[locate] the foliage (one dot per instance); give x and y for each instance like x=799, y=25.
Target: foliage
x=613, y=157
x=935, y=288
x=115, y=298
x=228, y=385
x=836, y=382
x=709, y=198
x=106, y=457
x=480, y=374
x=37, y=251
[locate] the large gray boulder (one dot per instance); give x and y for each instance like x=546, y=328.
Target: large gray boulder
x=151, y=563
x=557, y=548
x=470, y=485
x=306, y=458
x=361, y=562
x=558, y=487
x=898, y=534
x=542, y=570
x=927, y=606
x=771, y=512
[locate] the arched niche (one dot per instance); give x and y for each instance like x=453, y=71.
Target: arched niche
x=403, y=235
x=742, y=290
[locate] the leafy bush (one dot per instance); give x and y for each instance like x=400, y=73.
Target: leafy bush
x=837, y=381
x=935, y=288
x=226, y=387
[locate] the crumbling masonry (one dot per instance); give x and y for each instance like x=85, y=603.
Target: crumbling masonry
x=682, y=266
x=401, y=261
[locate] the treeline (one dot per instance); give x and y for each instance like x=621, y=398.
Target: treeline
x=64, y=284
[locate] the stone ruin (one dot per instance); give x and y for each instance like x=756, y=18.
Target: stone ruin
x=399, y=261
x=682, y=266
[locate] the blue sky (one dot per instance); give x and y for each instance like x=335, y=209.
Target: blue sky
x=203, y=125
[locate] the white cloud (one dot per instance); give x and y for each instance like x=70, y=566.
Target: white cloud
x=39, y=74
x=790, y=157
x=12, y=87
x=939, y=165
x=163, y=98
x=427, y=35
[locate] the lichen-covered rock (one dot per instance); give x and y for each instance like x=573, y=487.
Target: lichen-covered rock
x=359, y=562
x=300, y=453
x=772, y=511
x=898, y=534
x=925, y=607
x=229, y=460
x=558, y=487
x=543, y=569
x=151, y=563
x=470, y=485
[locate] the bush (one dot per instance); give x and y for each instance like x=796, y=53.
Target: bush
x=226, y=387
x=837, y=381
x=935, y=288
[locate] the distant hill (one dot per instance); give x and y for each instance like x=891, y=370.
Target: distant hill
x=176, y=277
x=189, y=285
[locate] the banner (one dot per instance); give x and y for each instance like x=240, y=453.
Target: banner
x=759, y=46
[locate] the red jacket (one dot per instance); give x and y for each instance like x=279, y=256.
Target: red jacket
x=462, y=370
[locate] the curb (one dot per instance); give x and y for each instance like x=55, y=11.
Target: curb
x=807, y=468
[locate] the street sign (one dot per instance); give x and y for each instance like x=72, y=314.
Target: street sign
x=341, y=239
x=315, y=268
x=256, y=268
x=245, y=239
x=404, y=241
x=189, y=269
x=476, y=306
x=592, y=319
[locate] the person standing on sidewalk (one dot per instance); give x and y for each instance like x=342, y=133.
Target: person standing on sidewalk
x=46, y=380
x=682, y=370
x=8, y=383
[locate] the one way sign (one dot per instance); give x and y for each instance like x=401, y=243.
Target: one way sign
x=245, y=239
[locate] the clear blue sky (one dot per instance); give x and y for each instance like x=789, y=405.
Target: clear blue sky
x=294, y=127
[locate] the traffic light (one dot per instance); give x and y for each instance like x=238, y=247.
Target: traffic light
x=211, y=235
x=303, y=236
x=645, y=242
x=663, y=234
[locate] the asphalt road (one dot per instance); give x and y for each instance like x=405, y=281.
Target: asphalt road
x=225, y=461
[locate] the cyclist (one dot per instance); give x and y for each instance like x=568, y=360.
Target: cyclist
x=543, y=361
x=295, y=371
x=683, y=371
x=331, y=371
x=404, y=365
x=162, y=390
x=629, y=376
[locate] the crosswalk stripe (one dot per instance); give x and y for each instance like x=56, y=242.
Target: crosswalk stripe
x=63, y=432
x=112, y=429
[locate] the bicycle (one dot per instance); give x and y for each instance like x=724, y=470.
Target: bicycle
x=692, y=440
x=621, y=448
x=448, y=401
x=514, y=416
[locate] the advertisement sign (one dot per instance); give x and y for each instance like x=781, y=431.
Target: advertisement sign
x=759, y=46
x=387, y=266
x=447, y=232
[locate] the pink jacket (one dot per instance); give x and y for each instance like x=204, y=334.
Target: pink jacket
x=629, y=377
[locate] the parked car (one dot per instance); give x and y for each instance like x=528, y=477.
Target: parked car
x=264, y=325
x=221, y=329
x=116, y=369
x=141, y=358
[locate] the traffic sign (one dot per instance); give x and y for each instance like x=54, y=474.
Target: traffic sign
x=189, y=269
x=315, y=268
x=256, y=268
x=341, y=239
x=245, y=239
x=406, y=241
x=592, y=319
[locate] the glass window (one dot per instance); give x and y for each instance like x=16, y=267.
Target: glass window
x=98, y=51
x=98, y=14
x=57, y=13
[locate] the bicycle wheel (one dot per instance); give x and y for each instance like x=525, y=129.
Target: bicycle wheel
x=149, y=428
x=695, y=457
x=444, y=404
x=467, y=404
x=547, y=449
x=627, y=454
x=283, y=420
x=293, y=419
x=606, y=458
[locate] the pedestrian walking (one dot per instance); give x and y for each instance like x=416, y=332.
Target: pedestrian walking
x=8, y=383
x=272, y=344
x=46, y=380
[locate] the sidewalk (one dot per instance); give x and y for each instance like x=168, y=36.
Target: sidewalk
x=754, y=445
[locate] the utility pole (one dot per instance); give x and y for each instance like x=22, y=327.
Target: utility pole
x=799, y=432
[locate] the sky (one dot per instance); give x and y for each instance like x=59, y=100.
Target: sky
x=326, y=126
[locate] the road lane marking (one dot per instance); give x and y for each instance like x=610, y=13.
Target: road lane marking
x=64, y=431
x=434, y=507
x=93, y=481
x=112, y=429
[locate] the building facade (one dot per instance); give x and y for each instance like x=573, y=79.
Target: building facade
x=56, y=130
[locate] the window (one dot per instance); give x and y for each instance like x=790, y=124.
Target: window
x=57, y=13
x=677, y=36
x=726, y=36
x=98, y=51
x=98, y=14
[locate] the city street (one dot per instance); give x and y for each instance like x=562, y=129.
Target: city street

■ ■ ■ ■ ■

ACTION ITEM>
All records above must be printed again, exactly.

ANSWER FOR THIS EXERCISE>
[locate] the foliage (one dot per instance); give x and y for each instance like x=799, y=25.
Target: foliage
x=613, y=157
x=935, y=288
x=115, y=298
x=228, y=385
x=836, y=382
x=709, y=198
x=106, y=457
x=480, y=374
x=37, y=251
[locate] the large gray boulder (one dot per instance); give x and y for each instance like x=546, y=328.
Target: large gray boulder
x=151, y=563
x=557, y=548
x=470, y=485
x=306, y=458
x=361, y=562
x=558, y=487
x=898, y=534
x=542, y=570
x=927, y=606
x=771, y=512
[locate] the arched niche (one dot per instance); give x and y for each instance like x=453, y=71.
Target: arched niche
x=403, y=235
x=742, y=290
[locate] the leafy bush (one dot per instance); give x and y for each instance like x=400, y=73.
Target: leafy bush
x=837, y=381
x=935, y=288
x=226, y=387
[locate] the crumbling masonry (one dot per instance); give x and y for each instance like x=85, y=603.
Target: crumbling masonry
x=682, y=266
x=401, y=261
[locate] the treeline (one dot per instance); give x and y for each instance like x=621, y=398.
Target: treeline
x=64, y=284
[locate] the stone ruin (one dot per instance); give x and y for each instance like x=756, y=18.
Target: stone ruin
x=399, y=261
x=682, y=266
[locate] the blue sky (one dot per instance); give x and y for each instance like x=335, y=209.
Target: blue sky
x=203, y=125
[locate] the white cloud (one dot per instance); give x and y for each instance like x=70, y=566.
Target: white cloud
x=39, y=74
x=790, y=157
x=12, y=87
x=939, y=165
x=163, y=98
x=427, y=35
[locate] the lichen-covered rock (one dot per instance); give x and y for each instance like x=573, y=487.
Target: lichen-covered rock
x=359, y=562
x=300, y=453
x=772, y=511
x=898, y=534
x=925, y=607
x=229, y=460
x=558, y=487
x=543, y=569
x=151, y=563
x=470, y=485
[locate] the bush (one dot per instance); give x and y for each instance like x=796, y=53.
Target: bush
x=226, y=387
x=837, y=381
x=935, y=288
[locate] the distant hill (one dot per instance); give x and y for each instance like x=891, y=370.
Target: distant hill
x=176, y=277
x=189, y=285
[locate] the banner (one dot per instance); give x and y for each instance like x=240, y=453.
Target: banner
x=759, y=46
[locate] the red jacket (one dot per instance); give x and y for each instance like x=279, y=256.
Target: red jacket
x=462, y=370
[locate] the curb (one dot per instance); give x and y for each instance like x=55, y=11.
Target: curb
x=807, y=468
[locate] the street sign (one dot per instance); give x and y for each instance like x=72, y=314.
Target: street sign
x=341, y=239
x=315, y=268
x=256, y=268
x=245, y=239
x=404, y=241
x=189, y=269
x=476, y=306
x=592, y=319
[locate] the person standing on sidewalk (one dot per instance); give x and y for each instance like x=342, y=133.
Target: person standing on sidewalk
x=46, y=380
x=682, y=370
x=8, y=383
[locate] the one way sign (one dot per instance); give x and y for each instance like x=401, y=243.
Target: one way sign
x=245, y=239
[locate] the clear blue sky (one dot per instance); give x and y for each instance like x=789, y=405.
Target: clear blue sky
x=294, y=127
[locate] the traffic light (one dot per instance); give x and y for each instance like x=238, y=247.
Target: traffic light
x=211, y=235
x=303, y=236
x=645, y=242
x=663, y=234
[locate] the asphalt road (one dot per instance); give x and y for each instance like x=405, y=281.
Target: asphalt road
x=225, y=461
[locate] the cyclist (one dot per instance); give x and y for each instance like x=568, y=360.
Target: cyclist
x=543, y=361
x=295, y=371
x=683, y=371
x=331, y=371
x=404, y=365
x=162, y=390
x=629, y=376
[locate] the crosswalk stripe (one dot per instance); give x and y for each instance like x=56, y=242.
Target: crosswalk stripe
x=63, y=432
x=112, y=429
[locate] the bicycle (one dot per instance); give x and y for each instance like x=724, y=470.
Target: bicycle
x=692, y=440
x=621, y=448
x=448, y=401
x=514, y=416
[locate] the advertisement sign (one dot per instance); give x and y for each instance like x=781, y=431.
Target: advertisement sign
x=759, y=46
x=387, y=266
x=447, y=232
[locate] the pink jacket (one dot per instance); give x and y for each instance like x=204, y=334.
Target: pink jacket
x=629, y=377
[locate] the parked car (one dot per instance); give x and y for each instance like x=528, y=477.
Target: parked car
x=264, y=325
x=221, y=329
x=116, y=369
x=141, y=358
[locate] the traffic sign (one dot per instance); give x and y for each instance like x=54, y=474.
Target: traffic sign
x=189, y=269
x=315, y=268
x=256, y=268
x=341, y=239
x=245, y=239
x=406, y=241
x=592, y=319
[locate] the glass window (one dot per instance); give x and y for each instance like x=16, y=267.
Target: glass window
x=98, y=51
x=98, y=14
x=57, y=13
[locate] the bicycle wheel (one dot per instance); give x and y for each instance like x=525, y=129.
Target: bicycle wheel
x=149, y=428
x=695, y=457
x=444, y=404
x=467, y=404
x=547, y=449
x=627, y=454
x=283, y=420
x=293, y=419
x=606, y=458
[locate] the pedestrian walking (one dot per instance); give x and y for each instance like x=416, y=332.
Target: pedestrian walking
x=8, y=383
x=272, y=344
x=46, y=380
[locate] the sidewalk (one dot per instance); give x and y for each instance like x=168, y=36.
Target: sidewalk
x=754, y=445
[locate] the utility pole (one dot per instance); give x and y for each instance like x=22, y=327.
Target: utility pole
x=799, y=432
[locate] the sky (one dot per instance); give x and y for each instance like x=59, y=100.
Target: sky
x=326, y=126
[locate] the road lane marking (one dot per instance); give x and y for each instance like x=610, y=13.
Target: road lane marking
x=64, y=431
x=434, y=507
x=93, y=481
x=112, y=429
[locate] the building facade (one dot per instance); give x and y for each instance like x=573, y=79.
Target: building facade
x=56, y=130
[locate] the window (one dot per instance); give x and y for each instance like x=790, y=124.
Target: window
x=57, y=13
x=677, y=36
x=726, y=36
x=98, y=51
x=98, y=14
[locate] the city street (one dot per instance); give x and y for each instance like x=562, y=129.
Target: city street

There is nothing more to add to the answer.